Dataset entries:
⟨
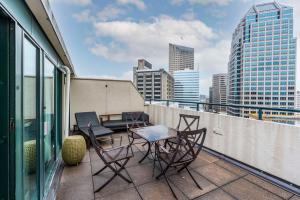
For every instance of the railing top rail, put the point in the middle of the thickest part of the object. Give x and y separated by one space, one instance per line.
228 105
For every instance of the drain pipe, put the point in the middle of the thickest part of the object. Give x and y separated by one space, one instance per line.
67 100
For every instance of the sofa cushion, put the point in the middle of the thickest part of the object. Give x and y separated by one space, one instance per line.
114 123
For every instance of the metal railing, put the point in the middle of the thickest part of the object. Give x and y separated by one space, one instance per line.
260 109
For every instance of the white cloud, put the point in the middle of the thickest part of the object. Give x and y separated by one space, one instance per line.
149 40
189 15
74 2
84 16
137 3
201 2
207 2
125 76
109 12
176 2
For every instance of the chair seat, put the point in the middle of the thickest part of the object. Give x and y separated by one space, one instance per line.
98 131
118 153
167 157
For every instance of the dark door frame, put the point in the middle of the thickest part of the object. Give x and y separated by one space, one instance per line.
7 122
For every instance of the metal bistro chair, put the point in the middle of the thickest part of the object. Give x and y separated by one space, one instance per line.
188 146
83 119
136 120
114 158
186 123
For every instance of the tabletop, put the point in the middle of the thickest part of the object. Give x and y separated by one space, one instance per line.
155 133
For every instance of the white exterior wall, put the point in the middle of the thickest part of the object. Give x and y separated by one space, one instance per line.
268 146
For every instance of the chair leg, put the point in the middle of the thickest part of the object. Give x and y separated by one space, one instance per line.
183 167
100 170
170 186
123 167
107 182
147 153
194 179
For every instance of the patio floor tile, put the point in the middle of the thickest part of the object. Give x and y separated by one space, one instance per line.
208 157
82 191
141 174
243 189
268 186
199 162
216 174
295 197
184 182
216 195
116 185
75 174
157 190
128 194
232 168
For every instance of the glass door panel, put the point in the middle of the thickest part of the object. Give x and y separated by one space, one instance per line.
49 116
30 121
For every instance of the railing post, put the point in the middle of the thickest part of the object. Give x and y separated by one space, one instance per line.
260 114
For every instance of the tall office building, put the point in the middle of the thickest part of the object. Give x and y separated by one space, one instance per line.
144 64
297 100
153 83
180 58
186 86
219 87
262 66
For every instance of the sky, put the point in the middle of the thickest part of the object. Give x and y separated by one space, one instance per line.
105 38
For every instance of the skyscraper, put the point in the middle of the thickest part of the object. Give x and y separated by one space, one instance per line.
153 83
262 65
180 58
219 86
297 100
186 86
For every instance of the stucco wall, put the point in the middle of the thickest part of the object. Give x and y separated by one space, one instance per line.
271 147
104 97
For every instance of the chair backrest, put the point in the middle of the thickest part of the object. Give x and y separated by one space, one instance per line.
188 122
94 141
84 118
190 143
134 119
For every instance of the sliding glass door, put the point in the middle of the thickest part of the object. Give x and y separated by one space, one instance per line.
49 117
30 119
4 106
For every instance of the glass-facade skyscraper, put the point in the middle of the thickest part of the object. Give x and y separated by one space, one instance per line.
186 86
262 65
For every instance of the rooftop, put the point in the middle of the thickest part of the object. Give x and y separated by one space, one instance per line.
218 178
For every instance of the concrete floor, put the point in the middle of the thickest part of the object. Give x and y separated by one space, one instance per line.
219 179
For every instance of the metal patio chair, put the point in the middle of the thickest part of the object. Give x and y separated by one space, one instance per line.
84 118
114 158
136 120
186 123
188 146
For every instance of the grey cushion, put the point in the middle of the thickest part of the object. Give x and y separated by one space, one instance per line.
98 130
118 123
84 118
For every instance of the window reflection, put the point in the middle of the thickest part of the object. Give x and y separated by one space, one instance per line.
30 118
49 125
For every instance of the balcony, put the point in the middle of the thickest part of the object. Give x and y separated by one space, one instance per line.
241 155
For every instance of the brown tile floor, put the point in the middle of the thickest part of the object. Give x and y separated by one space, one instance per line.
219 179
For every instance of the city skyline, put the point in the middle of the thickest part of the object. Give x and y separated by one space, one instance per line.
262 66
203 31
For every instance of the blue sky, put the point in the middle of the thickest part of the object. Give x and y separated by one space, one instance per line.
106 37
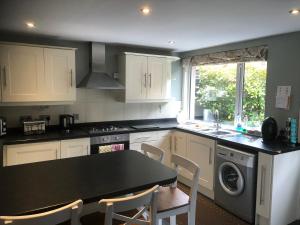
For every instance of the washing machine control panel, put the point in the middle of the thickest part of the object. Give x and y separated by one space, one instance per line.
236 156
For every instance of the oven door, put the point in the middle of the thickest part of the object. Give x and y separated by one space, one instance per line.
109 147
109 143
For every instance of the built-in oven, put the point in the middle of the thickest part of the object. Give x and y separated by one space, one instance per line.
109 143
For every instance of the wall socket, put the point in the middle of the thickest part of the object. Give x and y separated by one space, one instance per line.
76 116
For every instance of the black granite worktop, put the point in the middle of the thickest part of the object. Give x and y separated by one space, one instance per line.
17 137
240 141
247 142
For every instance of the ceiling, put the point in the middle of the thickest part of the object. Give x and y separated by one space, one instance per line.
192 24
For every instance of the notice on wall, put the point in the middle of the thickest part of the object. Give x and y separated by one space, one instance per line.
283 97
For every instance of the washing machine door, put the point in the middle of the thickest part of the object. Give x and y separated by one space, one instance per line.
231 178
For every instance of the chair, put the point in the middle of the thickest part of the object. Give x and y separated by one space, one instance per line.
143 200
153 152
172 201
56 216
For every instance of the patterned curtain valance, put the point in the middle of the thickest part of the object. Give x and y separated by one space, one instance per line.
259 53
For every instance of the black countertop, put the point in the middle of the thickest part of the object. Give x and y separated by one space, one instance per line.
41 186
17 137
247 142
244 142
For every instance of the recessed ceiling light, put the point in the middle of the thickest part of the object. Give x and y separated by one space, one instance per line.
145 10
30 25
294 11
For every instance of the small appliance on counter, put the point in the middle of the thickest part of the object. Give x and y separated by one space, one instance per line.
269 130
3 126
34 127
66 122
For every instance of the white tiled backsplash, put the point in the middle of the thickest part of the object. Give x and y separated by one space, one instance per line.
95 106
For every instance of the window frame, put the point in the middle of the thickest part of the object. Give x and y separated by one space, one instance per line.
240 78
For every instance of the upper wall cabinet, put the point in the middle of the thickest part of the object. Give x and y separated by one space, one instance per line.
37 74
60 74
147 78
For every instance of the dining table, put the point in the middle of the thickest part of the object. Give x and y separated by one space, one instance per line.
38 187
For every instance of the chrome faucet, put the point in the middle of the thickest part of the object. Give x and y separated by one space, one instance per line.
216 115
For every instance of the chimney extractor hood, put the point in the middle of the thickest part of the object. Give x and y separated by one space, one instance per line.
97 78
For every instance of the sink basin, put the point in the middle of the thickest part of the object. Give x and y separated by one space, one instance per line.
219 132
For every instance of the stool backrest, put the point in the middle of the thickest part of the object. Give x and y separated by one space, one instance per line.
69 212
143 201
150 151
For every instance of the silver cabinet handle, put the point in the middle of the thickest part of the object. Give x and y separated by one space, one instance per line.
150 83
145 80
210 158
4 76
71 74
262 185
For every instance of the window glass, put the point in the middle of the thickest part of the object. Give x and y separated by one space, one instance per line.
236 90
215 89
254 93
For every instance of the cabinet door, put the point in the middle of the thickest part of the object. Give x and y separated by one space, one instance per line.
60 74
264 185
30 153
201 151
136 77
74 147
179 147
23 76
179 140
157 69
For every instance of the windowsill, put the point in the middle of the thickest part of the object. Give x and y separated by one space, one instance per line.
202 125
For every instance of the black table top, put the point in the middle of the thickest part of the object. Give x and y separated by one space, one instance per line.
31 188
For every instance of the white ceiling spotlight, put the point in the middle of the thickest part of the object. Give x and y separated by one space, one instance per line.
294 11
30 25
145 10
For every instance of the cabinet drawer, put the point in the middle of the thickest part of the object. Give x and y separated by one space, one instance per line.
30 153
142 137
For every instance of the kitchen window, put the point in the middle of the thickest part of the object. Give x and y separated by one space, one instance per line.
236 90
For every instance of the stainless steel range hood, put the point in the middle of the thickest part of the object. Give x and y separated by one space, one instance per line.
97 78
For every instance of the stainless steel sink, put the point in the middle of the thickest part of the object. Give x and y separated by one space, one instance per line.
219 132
⟩
■ WHAT THIS TASK INVOLVES ■
An exact restatement of the lines from the one with "For every instance of the stainless steel sink, put" through the last line of the data is the only acceptable answer.

■ SOLUTION ■
For every instance of the stainless steel sink, put the point in the middle of the thickest part of the object. Give x and y separated by one space, one instance per line.
219 132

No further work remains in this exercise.